---------- Data supplied ----------
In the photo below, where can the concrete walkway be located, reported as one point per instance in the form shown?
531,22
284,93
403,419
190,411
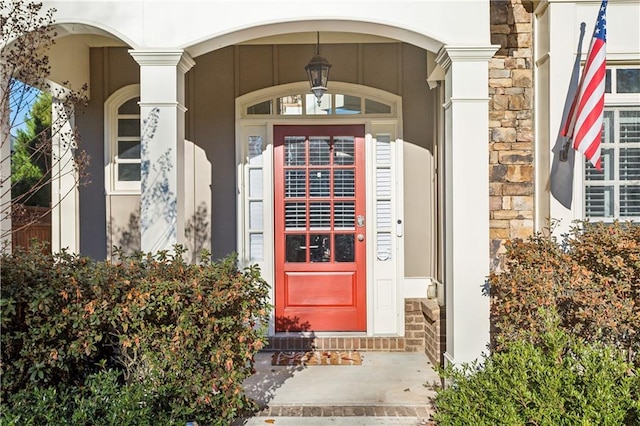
----------
## What to produce
Convert each line of the listing above into a JSON list of strings, one string per line, skipping blank lines. Leave the picture out.

## Solved problem
[
  "In the photo below, where can the concrete walkway be located, reported as one point per instance in the form shown?",
  "531,22",
  "284,93",
  "403,419",
  "190,411"
]